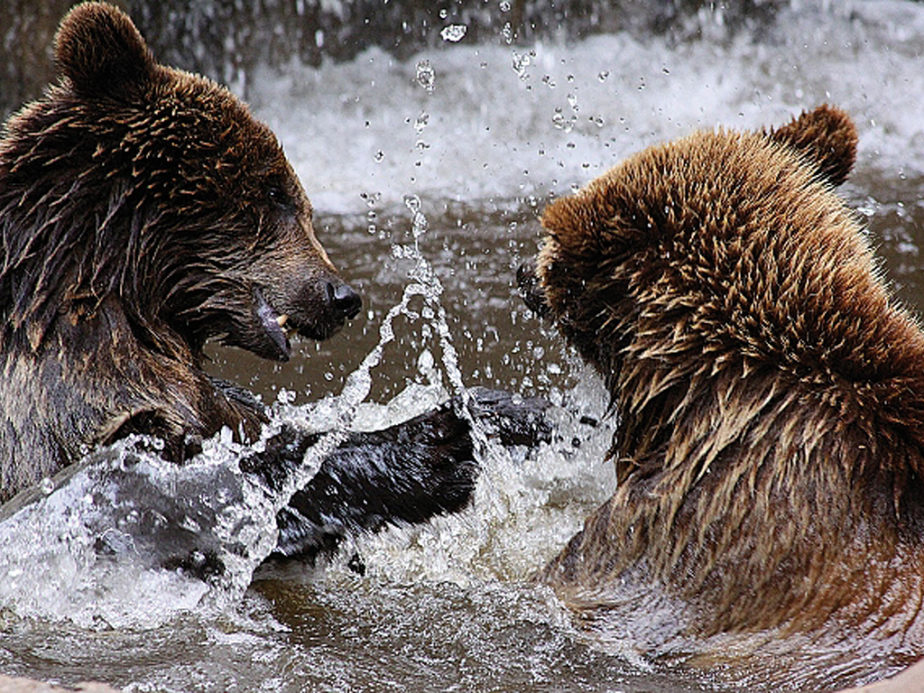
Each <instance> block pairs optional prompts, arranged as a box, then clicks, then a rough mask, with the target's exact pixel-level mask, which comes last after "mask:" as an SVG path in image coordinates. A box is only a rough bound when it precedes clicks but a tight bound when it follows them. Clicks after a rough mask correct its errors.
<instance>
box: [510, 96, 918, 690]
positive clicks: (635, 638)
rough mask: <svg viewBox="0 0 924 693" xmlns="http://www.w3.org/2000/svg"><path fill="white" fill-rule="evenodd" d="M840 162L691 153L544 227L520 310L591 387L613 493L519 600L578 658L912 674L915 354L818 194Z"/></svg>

==

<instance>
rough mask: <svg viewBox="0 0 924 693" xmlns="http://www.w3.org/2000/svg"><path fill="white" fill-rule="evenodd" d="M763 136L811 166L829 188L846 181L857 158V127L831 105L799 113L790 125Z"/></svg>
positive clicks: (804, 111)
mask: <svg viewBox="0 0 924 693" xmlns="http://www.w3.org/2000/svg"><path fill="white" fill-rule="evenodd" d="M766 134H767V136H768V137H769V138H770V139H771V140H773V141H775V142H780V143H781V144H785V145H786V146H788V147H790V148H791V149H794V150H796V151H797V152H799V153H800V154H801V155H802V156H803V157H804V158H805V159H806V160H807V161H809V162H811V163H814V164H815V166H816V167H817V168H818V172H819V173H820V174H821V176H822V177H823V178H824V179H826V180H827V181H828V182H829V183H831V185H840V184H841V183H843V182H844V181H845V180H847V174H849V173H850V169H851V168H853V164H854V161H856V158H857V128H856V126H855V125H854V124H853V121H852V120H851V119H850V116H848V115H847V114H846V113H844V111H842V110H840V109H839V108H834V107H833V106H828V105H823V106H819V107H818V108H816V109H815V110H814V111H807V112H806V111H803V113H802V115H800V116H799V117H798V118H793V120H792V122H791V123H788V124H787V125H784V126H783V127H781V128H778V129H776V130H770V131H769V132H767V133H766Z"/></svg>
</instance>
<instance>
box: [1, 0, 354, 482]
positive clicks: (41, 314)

→ **What the task requires**:
Every line above that includes the word "rough" should be listed.

→ **Exercise answer**:
Each <instance> block pairs optional prompts, arranged as a box, then clicks, then a rough mask, with the target's exact pixel-level mask, which comes last after "mask:" as an SVG path in image coordinates. A box is only a rough bound when it precedes clicks but a tight bound when it follows them. Clicks after a rough mask correct its errors.
rough mask: <svg viewBox="0 0 924 693" xmlns="http://www.w3.org/2000/svg"><path fill="white" fill-rule="evenodd" d="M840 162L691 153L544 227L520 310L591 387L613 493L519 600L578 658L912 674L915 354L818 194Z"/></svg>
rough mask: <svg viewBox="0 0 924 693" xmlns="http://www.w3.org/2000/svg"><path fill="white" fill-rule="evenodd" d="M763 136L811 166L829 188L846 181L857 158V127L831 105L799 113L790 125Z"/></svg>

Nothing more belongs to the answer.